[start]

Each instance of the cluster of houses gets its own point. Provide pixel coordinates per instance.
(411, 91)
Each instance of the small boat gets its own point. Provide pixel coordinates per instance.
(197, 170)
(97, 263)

[end]

Rescale the data above by copying all of its lines, requests included, with every pixel coordinate in the answers multiplied by 2.5 and rounded to the nearest whole number, halves rounded up.

Each instance of the cluster of houses gets its own point. Provide pixel coordinates per instance.
(1028, 228)
Each instance of the small boat gets its own point. Provide pixel coordinates per instance.
(493, 425)
(243, 658)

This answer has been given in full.